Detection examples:

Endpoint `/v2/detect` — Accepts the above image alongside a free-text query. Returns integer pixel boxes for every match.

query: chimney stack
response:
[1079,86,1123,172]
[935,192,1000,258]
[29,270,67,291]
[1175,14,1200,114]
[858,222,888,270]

» **AIM OF THE EXERCISE**: In the rows, rename "query" to "prompt" at every occurrence and leave the rest unchanged.

» **SOLUTION FOR THIS EXERCISE**:
Endpoint `/v2/detect` — Accepts the above image alongside a free-text prompt. Returns integer pixel boxes for every match.

prompt: chimney stack
response:
[1079,86,1123,172]
[935,192,1000,258]
[29,270,67,291]
[1175,14,1200,114]
[858,222,888,270]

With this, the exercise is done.